**SOURCE EXTRACT**:
= = =

Even now, living 2,000
miles away from my home state, an individual will walk by that reminds me of a
someone I knew in Michigan and, for a brief moment, I think it might be them. I
have to consciously tell myself that I’m not in Michigan anymore and the
stranger that just walked by was not who I thought. This subject seems more
complex than when I first started writing about it.
Suffice it to say, I have
difficulty recognizing people that I have had little interaction with, as well
as misidentifying strangers as people I know. People’s faces are neither
attractive nor unattractive, but rather bland canvases wherein only a few have
interesting and memorable features.
I think this concept of
all faces looking alike dawned on me when I was watching Lord of the Rings.

= = =

**RECORDED DATA**:

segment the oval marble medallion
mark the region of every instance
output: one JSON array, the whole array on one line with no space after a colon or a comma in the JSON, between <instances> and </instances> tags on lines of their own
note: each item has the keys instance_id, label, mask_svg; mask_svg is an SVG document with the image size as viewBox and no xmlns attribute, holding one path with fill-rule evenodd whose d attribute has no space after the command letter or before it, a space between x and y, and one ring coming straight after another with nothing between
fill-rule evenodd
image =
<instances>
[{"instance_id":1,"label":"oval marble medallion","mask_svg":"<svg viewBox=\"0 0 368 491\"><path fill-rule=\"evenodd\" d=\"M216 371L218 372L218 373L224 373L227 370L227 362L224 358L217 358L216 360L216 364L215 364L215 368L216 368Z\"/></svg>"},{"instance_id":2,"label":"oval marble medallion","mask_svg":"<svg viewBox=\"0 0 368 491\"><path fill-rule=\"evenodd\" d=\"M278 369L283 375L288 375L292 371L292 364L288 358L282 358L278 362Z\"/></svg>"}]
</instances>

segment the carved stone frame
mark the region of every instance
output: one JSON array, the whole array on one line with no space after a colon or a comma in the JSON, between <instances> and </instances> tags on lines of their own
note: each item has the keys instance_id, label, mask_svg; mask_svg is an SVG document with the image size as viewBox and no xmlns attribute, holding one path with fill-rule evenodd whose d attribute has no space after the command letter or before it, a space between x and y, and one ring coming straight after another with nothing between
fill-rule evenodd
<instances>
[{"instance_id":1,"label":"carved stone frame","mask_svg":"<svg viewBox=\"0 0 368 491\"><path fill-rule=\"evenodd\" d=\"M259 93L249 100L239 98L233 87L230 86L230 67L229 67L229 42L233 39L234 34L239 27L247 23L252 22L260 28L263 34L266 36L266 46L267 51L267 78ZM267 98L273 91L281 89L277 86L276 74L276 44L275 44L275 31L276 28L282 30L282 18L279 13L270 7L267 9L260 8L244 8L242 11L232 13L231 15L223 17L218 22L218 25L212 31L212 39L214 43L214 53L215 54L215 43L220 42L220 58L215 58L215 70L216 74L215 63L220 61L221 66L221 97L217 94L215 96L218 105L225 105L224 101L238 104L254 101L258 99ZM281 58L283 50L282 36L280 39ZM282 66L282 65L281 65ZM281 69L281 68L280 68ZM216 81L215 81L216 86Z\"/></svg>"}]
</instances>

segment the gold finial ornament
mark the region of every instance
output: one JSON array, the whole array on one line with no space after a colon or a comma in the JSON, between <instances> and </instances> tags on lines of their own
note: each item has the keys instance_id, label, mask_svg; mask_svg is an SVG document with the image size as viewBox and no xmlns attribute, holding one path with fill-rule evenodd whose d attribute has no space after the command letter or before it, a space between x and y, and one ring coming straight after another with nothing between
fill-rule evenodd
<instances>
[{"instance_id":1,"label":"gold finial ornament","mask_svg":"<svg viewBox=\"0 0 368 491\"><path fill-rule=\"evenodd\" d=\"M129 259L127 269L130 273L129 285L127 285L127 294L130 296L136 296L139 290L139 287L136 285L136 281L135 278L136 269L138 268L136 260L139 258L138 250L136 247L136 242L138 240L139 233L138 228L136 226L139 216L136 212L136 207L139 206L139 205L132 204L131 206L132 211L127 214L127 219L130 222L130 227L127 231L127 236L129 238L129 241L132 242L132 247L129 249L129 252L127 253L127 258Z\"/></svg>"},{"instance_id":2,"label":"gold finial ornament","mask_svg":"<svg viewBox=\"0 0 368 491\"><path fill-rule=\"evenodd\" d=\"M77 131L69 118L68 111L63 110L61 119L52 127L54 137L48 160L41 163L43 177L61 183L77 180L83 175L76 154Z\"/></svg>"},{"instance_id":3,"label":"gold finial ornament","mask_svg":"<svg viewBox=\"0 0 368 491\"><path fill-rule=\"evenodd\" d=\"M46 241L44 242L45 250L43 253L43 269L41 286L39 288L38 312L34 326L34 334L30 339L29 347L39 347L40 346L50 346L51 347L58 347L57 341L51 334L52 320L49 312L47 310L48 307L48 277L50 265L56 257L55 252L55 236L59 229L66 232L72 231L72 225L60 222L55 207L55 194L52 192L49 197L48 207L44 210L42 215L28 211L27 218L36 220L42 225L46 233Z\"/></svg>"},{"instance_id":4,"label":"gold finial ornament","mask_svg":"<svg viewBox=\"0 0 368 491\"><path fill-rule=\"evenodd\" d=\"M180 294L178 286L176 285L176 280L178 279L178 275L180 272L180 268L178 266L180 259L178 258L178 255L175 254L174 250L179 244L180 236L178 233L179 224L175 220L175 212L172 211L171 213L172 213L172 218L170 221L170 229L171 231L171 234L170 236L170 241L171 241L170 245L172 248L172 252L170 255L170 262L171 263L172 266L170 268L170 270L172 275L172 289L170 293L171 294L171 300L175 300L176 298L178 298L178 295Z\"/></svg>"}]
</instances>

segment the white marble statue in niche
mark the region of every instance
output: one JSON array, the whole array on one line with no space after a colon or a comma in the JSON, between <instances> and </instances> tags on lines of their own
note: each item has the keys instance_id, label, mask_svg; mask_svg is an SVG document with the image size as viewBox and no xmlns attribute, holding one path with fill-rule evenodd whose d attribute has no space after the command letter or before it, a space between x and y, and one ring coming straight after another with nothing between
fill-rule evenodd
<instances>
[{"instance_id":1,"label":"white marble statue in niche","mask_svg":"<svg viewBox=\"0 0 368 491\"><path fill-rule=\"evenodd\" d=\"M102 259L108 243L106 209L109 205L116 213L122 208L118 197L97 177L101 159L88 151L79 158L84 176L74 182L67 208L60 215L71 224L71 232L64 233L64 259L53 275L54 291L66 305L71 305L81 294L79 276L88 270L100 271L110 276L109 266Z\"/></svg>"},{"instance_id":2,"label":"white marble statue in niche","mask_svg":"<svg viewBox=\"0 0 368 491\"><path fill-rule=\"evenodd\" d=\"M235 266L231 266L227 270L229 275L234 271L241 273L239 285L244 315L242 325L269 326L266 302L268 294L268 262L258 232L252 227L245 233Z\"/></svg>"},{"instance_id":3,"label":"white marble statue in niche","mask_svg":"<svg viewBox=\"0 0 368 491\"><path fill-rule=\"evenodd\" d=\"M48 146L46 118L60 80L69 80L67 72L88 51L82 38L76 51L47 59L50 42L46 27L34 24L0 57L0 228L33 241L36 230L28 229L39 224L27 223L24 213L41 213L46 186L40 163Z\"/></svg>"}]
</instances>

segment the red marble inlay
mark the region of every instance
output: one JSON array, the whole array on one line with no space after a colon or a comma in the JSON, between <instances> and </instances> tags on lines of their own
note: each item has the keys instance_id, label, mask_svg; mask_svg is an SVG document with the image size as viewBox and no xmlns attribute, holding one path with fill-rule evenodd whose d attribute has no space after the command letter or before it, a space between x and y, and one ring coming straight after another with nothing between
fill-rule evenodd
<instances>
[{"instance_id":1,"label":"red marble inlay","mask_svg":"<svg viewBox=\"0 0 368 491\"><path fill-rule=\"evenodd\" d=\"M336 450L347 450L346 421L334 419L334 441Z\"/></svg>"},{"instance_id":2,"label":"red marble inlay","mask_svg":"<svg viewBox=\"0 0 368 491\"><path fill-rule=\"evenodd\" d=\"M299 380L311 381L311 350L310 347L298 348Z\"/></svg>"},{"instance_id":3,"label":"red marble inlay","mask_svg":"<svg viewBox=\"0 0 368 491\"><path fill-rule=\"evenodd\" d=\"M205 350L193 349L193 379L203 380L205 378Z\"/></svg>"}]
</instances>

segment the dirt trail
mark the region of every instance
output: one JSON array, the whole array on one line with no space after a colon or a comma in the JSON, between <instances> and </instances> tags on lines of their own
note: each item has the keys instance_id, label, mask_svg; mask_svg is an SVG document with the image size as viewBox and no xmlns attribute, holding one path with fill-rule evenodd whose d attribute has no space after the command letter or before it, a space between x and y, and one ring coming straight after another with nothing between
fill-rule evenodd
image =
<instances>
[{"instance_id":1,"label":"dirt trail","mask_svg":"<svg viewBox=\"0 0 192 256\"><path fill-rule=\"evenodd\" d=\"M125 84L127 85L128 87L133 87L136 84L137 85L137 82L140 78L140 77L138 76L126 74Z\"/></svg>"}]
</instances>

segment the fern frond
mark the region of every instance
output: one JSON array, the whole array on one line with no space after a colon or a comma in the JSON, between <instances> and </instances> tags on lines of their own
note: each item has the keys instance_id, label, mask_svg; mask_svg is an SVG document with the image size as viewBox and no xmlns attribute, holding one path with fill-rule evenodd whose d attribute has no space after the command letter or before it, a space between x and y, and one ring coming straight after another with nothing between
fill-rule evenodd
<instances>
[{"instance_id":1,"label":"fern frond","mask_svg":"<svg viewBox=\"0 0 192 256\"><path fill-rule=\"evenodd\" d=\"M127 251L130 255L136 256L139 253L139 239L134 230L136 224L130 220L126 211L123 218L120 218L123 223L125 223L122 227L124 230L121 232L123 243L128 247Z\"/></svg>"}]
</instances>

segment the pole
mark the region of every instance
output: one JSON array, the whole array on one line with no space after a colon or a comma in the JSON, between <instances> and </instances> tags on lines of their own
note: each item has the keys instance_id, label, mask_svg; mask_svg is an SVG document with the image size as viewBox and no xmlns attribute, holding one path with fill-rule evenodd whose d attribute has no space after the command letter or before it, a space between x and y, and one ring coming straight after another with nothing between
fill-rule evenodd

= = =

**WHAT THIS EXERCISE ASKS**:
1 – Do these statements agree with the passage about recognizing faces? Answer yes or no for each and quote the words that decide it. (a) The writer now lives about 2,000 miles from home. (b) The writer finds most people's faces unattractive. (c) The idea that all faces look alike occurred to the writer while watching Lord of the Rings.
2 – Copy word for word the stretch of the passage about recognizing faces from "Even now, living" through "and memorable features.".

**ANSWERS FOR THE TASKS**:
1 –
(a) Yes: "living 2,000 miles away from my home state"
(b) No: "People’s faces are neither attractive nor unattractive"
(c) Yes: "this concept of all faces looking alike dawned on me when I was watching Lord of the Rings"

2 –
Even now, living 2,000
miles away from my home state, an individual will walk by that reminds me of a
someone I knew in Michigan and, for a brief moment, I think it might be them. I
have to consciously tell myself that I’m not in Michigan anymore and the
stranger that just walked by was not who I thought. This subject seems more
complex than when I first started writing about it.
Suffice it to say, I have
difficulty recognizing people that I have had little interaction with, as well
as misidentifying strangers as people I know. People’s faces are neither
attractive nor unattractive, but rather bland canvases wherein only a few have
interesting and memorable features.